Data for processing:
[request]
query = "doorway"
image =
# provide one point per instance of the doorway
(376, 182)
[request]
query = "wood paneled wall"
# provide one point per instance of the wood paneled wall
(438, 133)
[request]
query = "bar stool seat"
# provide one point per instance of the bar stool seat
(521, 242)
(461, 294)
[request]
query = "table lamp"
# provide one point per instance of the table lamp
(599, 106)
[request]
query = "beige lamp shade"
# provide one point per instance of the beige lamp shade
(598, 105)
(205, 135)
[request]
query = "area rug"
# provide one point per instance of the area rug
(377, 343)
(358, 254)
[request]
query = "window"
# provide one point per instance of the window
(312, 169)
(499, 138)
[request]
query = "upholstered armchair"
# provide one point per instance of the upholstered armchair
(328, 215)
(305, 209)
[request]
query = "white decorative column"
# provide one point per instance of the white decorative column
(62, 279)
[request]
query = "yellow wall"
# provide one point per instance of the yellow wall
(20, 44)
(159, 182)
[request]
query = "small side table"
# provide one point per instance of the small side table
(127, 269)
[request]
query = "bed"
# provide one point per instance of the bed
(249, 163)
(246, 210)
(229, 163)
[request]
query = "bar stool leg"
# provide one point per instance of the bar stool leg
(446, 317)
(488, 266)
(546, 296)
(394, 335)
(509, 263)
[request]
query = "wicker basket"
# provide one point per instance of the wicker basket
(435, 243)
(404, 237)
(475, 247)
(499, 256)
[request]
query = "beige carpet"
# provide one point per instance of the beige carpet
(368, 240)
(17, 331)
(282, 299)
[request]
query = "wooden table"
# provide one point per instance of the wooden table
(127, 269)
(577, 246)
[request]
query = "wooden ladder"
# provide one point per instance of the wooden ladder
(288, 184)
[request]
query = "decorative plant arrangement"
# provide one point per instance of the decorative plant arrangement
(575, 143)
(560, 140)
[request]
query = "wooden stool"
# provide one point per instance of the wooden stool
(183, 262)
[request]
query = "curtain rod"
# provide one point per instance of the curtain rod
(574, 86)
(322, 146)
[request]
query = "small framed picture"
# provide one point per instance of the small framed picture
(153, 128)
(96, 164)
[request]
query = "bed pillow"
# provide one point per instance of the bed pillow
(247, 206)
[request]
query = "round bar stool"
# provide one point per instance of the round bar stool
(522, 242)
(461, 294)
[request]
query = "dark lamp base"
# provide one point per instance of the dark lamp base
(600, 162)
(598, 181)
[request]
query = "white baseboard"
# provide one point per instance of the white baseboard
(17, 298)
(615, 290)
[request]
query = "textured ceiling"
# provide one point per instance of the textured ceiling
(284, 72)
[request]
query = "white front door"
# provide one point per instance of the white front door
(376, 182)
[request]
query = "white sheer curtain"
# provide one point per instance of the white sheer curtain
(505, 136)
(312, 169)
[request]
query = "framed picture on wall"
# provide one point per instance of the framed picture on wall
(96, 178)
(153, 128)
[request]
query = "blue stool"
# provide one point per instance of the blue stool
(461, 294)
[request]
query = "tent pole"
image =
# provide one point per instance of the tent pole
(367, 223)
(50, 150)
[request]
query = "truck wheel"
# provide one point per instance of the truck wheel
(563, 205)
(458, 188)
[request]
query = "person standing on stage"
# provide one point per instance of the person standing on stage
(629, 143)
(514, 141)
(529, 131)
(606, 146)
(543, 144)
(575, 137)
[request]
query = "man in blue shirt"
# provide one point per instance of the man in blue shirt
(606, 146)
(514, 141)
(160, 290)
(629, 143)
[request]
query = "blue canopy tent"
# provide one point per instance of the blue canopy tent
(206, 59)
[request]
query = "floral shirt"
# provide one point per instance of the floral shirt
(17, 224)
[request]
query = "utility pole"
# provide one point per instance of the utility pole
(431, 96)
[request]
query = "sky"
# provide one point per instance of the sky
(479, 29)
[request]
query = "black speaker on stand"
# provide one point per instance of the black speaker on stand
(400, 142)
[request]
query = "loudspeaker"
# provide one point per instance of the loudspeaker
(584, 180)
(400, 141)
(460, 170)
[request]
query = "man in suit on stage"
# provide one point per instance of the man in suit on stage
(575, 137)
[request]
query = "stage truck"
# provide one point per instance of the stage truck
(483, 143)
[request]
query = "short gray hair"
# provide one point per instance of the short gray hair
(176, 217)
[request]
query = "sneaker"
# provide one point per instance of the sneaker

Task to complete: How many lines of the material above contain the string "black"? Case counts. Give only the number.

Full answer: 2